WHAT TO DO ->
1) Can you write out the New Forest bunker thread from "Interesting archeology going" to "for sharing, Eric!", word for word?
2) What does the New Forest bunker thread say, summed up in two sentences?
3) In the New Forest bunker thread, what sign did Nobby57 and colleagues once put in the flooding Cold War bunker?

EXTRACTED TEXT ->
###
# Unearthing the secret WWII bunker in the New Forest



## evangilder (Jan 24, 2014)

Interesting archeology going on in Britain

Unearthing the secret WWII bunker in the New Forest | Meridian - ITV News


----------



## Shinpachi (Jan 24, 2014)

Very interesting and educational.
Thanks for sharing, Eric!


----------



## Airframes (Jan 24, 2014)

Good find Eric.
In recent years, some of the 'Cold War' bunkers, designed for use by local Government organisations in case of a nuclear strike against the UK, have been opened as tourist attractions. I find it quite amusing to see, in the middle of nowhere, a brown (tourist) road sign announcing 'Secret Nuclear Bunker' - someone missed the point, using the word 'Secret' !!!

Reactions: Like Like:
1 | Like List reactions


----------



## T Bolt (Jan 24, 2014)

Maybe that's where those buried Spitfires got off to.

Reactions: Like Like:
2 | Like List reactions


----------



## Gnomey (Jan 24, 2014)

Interesting stuff! Thanks for sharing Eric.


----------



## Wayne Little (Jan 25, 2014)

Gnomey said:


> Interesting stuff! Thanks for sharing Eric.



Yep!


----------



## vikingBerserker (Jan 25, 2014)

I love stuff like this.


----------



## evangilder (Jan 25, 2014)

I found it ironic that they said they built it so well, they couldn't tear it down and had to bury it. That is kinda the point of a bunker...


----------



## Nobby57 (Jan 25, 2014)

Ah ha! Love your comments and I can say, having a Cold War bunker under part of my charge - the bloody thing would have been useless as the water table, when high, still floods through the living compartment. We once put a no swimming sign down there in keeping with our warped sense of humour.
Nice OP *evanglider*, I'll be watching this one.


----------
###
GIVEN ENTRIES ->
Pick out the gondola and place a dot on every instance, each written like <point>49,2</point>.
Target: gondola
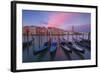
<point>27,44</point>
<point>82,43</point>
<point>42,48</point>
<point>65,47</point>
<point>53,48</point>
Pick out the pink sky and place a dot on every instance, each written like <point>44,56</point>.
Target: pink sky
<point>55,20</point>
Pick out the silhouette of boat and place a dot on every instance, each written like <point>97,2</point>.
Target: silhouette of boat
<point>65,47</point>
<point>53,48</point>
<point>83,43</point>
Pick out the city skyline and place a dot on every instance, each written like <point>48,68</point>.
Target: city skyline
<point>62,20</point>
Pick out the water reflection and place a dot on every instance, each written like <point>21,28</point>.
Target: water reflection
<point>42,48</point>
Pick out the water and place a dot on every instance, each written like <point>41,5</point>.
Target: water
<point>60,54</point>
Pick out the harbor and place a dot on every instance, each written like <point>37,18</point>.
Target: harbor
<point>42,44</point>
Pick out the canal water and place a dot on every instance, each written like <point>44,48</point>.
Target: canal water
<point>37,42</point>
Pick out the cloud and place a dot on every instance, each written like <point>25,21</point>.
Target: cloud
<point>58,19</point>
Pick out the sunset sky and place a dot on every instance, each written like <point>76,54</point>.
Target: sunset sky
<point>63,20</point>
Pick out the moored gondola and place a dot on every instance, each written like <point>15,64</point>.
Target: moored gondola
<point>65,47</point>
<point>52,49</point>
<point>42,48</point>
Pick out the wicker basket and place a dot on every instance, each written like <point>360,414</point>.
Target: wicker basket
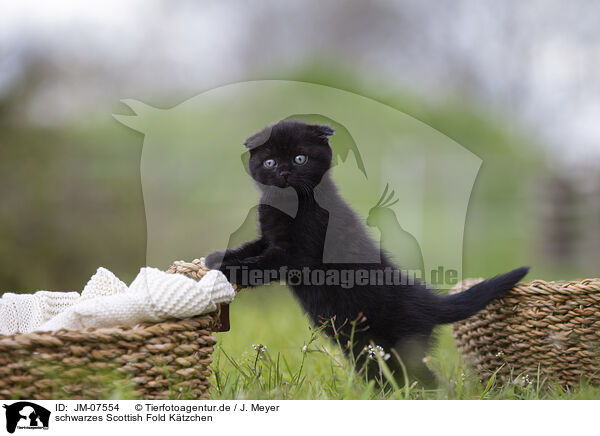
<point>168,359</point>
<point>553,327</point>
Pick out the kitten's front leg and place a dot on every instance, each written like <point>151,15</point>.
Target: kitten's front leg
<point>223,258</point>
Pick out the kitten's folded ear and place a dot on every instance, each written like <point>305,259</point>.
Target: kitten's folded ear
<point>322,131</point>
<point>258,139</point>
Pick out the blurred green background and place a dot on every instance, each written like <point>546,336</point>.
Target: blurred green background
<point>515,94</point>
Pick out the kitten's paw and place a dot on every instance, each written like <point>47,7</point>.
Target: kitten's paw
<point>215,259</point>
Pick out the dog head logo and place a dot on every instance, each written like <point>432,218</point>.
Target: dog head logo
<point>24,414</point>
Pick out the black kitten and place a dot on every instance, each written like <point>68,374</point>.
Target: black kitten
<point>306,226</point>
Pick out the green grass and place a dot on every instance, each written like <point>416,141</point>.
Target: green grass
<point>263,357</point>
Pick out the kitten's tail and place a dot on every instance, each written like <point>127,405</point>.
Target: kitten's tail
<point>452,308</point>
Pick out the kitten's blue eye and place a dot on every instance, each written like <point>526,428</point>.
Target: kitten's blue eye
<point>269,163</point>
<point>300,159</point>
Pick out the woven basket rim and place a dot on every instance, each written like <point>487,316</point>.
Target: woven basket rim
<point>105,333</point>
<point>543,287</point>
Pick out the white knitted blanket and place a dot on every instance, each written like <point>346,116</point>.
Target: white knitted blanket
<point>107,302</point>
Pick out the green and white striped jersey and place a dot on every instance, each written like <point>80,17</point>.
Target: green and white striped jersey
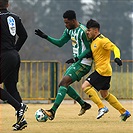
<point>80,42</point>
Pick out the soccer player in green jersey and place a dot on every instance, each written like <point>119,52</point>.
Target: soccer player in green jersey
<point>81,65</point>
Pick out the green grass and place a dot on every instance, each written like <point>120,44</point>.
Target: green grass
<point>67,120</point>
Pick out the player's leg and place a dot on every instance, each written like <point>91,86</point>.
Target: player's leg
<point>113,101</point>
<point>76,74</point>
<point>59,97</point>
<point>5,96</point>
<point>93,80</point>
<point>73,94</point>
<point>19,107</point>
<point>10,67</point>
###
SOLUTIONS TO EACH TASK ->
1)
Interesting archeology going on in Britain

Unearthing the secret WWII bunker in the New Forest | Meridian - ITV News


----------



## Shinpachi (Jan 24, 2014)

Very interesting and educational.
Thanks for sharing, Eric!

2) A forum member shared a news link about unearthing a secret WWII bunker in the New Forest, and several replies called it interesting. Others noted the irony of tourist signs for a "Secret Nuclear Bunker," the claim that the WWII bunker was built too well to tear down and had to be buried, and a Cold War bunker whose living compartment floods when the water table is high.

3) A no swimming sign.